------ Data records

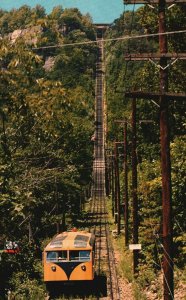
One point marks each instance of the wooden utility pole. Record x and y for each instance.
(125, 169)
(165, 163)
(163, 96)
(126, 208)
(134, 186)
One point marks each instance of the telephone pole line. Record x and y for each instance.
(165, 60)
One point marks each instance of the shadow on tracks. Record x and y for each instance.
(79, 290)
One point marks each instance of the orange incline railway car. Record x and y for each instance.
(69, 257)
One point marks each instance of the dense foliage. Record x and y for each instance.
(47, 116)
(46, 127)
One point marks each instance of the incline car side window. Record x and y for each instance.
(81, 255)
(56, 255)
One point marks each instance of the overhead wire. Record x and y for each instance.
(122, 38)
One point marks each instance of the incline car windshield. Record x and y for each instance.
(56, 255)
(81, 255)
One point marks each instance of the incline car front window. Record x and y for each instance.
(81, 255)
(56, 255)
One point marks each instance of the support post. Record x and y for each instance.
(168, 283)
(117, 188)
(134, 186)
(126, 214)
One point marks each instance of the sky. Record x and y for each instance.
(102, 11)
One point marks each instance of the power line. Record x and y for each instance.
(110, 40)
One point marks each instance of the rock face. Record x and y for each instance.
(30, 35)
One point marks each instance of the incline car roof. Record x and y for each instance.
(71, 240)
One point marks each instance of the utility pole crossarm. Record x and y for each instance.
(154, 56)
(152, 1)
(155, 96)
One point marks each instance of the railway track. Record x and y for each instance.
(105, 285)
(104, 256)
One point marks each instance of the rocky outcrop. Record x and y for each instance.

------------

A faithful, word-for-word version of the records above is needed, with no images in it.

Response for this exercise:
One point marks each instance of the wooden utility pole. Record x and y for each instance.
(125, 169)
(165, 163)
(163, 96)
(126, 208)
(134, 186)
One point marks each instance of the telephone pole line. Record x and y for each instance.
(165, 60)
One point marks each instance of the shadow on tracks. Record x and y for each instance.
(79, 290)
One point marks each instance of the orange incline railway car. Record x and y for each instance.
(69, 257)
One point marks each instance of the dense foliage. Record x and y for each instance.
(47, 116)
(46, 127)
One point marks each instance of the incline car side window. Record x and y for each instance.
(81, 255)
(56, 255)
One point marks each instance of the overhead wire. Record x and y for each instance.
(122, 38)
One point marks each instance of the incline car windshield. Record x and y for each instance.
(56, 255)
(81, 255)
One point marks each instance of the incline car front window. Record x and y for each instance.
(81, 255)
(56, 255)
One point marks each instance of the support post. Record x and y for each instance.
(168, 283)
(117, 188)
(134, 186)
(126, 214)
One point marks each instance of the sky. Record x and y for each instance.
(102, 11)
One point marks each instance of the power line. Record x and y for each instance.
(110, 40)
One point marks each instance of the rock face. Record x and y for each instance.
(30, 35)
One point marks each instance of the incline car roof. Record x and y for each instance.
(71, 240)
One point marks each instance of the utility pole crossarm. Record x and y for each instance.
(154, 56)
(152, 1)
(155, 96)
One point marks each instance of the railway track. Record x and y for each instance.
(105, 285)
(104, 256)
One point marks each instance of the rocky outcrop. Record x and y for each instance.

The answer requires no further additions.